Problem description: Write out every record exactly as it appears. Skip the pictures.

Material for this task:
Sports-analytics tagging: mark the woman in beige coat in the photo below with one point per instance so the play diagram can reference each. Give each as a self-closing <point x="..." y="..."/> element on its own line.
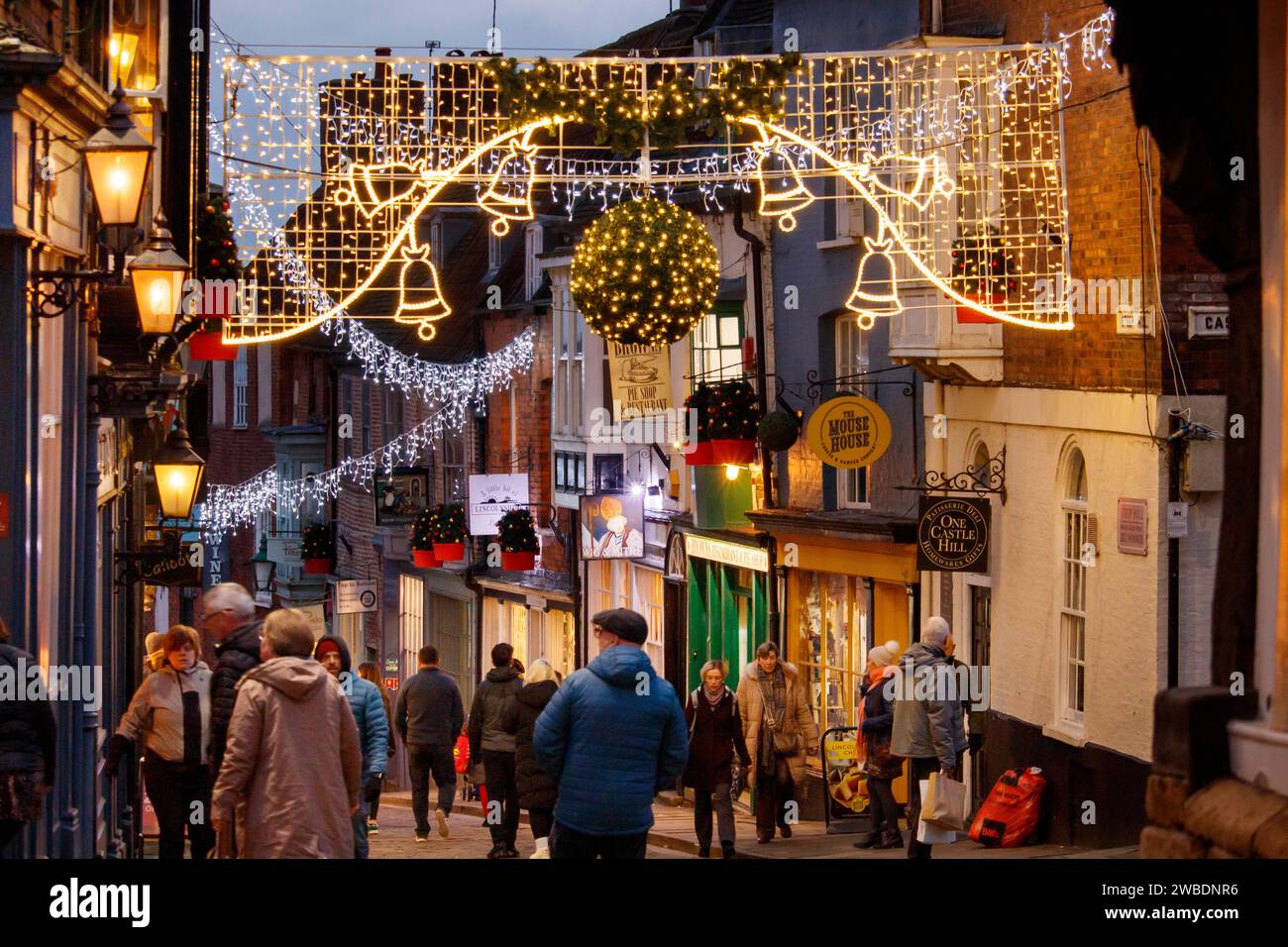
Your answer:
<point x="294" y="761"/>
<point x="772" y="697"/>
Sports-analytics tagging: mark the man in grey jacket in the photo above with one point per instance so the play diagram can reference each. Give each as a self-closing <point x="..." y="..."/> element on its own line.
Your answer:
<point x="494" y="748"/>
<point x="927" y="718"/>
<point x="429" y="716"/>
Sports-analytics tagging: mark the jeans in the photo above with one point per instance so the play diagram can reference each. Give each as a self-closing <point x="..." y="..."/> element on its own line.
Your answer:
<point x="423" y="761"/>
<point x="502" y="789"/>
<point x="921" y="770"/>
<point x="180" y="796"/>
<point x="774" y="789"/>
<point x="541" y="822"/>
<point x="568" y="843"/>
<point x="703" y="802"/>
<point x="361" y="847"/>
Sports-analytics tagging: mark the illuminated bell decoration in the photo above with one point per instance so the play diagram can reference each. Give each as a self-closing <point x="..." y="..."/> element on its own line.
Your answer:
<point x="158" y="275"/>
<point x="178" y="474"/>
<point x="117" y="159"/>
<point x="781" y="197"/>
<point x="645" y="273"/>
<point x="509" y="191"/>
<point x="419" y="299"/>
<point x="870" y="298"/>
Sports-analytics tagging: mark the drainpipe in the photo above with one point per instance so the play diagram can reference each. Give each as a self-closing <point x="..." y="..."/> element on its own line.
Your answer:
<point x="758" y="249"/>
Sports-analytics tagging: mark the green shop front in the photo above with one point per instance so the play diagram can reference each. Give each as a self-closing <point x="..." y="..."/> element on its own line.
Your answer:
<point x="728" y="589"/>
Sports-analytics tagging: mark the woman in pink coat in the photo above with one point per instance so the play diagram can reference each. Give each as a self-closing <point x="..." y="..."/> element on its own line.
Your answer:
<point x="292" y="770"/>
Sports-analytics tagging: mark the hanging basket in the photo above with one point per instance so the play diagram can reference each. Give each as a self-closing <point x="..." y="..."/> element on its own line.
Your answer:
<point x="699" y="455"/>
<point x="449" y="552"/>
<point x="518" y="562"/>
<point x="317" y="567"/>
<point x="728" y="451"/>
<point x="425" y="558"/>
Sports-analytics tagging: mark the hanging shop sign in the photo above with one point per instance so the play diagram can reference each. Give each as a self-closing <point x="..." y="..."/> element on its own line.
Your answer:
<point x="612" y="526"/>
<point x="490" y="495"/>
<point x="355" y="596"/>
<point x="1132" y="522"/>
<point x="849" y="432"/>
<point x="400" y="493"/>
<point x="640" y="377"/>
<point x="953" y="534"/>
<point x="755" y="558"/>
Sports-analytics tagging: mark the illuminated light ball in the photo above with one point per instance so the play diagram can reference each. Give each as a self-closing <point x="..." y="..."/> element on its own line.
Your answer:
<point x="645" y="273"/>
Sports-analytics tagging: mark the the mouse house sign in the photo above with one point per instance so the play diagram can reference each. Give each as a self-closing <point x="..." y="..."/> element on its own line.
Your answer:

The completed task:
Sports-analytics tagging: mark the woman in beige coat in the photo below with one point per instance so the play diagram can reference each. Give each as a self-closing <point x="..." y="..."/> element on its own line.
Your answer:
<point x="294" y="761"/>
<point x="772" y="697"/>
Sports-analytics tagging: mark the man in grey jacket in the photo above with one point per instance so the play diagram can reference each. Give each as a self-closing <point x="..." y="..."/> element on its own line.
Your answer:
<point x="494" y="748"/>
<point x="927" y="718"/>
<point x="429" y="716"/>
Sports-analytics tagging: mark the jeans in the photo above with one point per instance so the play diagram can reference each. Give each as a self-closing <point x="..." y="..."/> element on its own line.
Your answer:
<point x="423" y="761"/>
<point x="502" y="789"/>
<point x="921" y="770"/>
<point x="180" y="796"/>
<point x="774" y="789"/>
<point x="541" y="822"/>
<point x="568" y="843"/>
<point x="703" y="802"/>
<point x="361" y="847"/>
Sports-analytics tagging: mark the illuminated bell decoration in the photo above with one point per instance so the play diagram can reference each. Give each as a self-closing <point x="..." y="..."/> element on its own line.
Your answer:
<point x="158" y="275"/>
<point x="178" y="474"/>
<point x="117" y="159"/>
<point x="781" y="197"/>
<point x="645" y="273"/>
<point x="509" y="191"/>
<point x="419" y="299"/>
<point x="870" y="298"/>
Sports-analytics tagging: mark the drainpipe in the photo above with one point per instance so the play diagram can reference each. Give each as a self-closing <point x="..." y="..."/> element on its own line.
Your answer:
<point x="758" y="249"/>
Sports-analytics tagging: mark the green shop front in the photo above with one point per instance so the play diagram can reference each. Give each as a self-closing <point x="..." y="..."/> element on its own line.
Your answer:
<point x="728" y="589"/>
Sports-analytics tagging: mark the woman in pink coat in the photo above with one point per instance so the play diagram can reference each. Give each as a self-closing <point x="..." y="..."/> element on its own line.
Your answer:
<point x="292" y="770"/>
Sports-analytics tagging: mark the hanging basket in the photo above with one point per instance so the play diagram can reference each. Give each as a self-closing <point x="..." y="..."/> element on its own line.
Your answer:
<point x="699" y="455"/>
<point x="449" y="552"/>
<point x="518" y="562"/>
<point x="317" y="567"/>
<point x="728" y="451"/>
<point x="425" y="558"/>
Sports-analytics tagging: mark the hanging shop sign in the photo above with one point per instance so the play diagram can reference each. Give each as a self-closing <point x="..." y="..."/> element on its own line.
Your answer:
<point x="612" y="526"/>
<point x="490" y="495"/>
<point x="355" y="596"/>
<point x="1132" y="522"/>
<point x="849" y="432"/>
<point x="400" y="493"/>
<point x="640" y="377"/>
<point x="953" y="534"/>
<point x="755" y="558"/>
Sports-analytics tagging: mark the illuminated light ball in the photo above with one point per instance so the play diagram can reference each. Give each as a self-closing <point x="..." y="..."/> element on its own line.
Your answer:
<point x="645" y="273"/>
Sports-analytics tagging: mark the the mouse house sign in the photo above with one point per instance so the play diagram can reference each. Give each as a self-closing <point x="..." y="..."/> element on its own line.
Your answer:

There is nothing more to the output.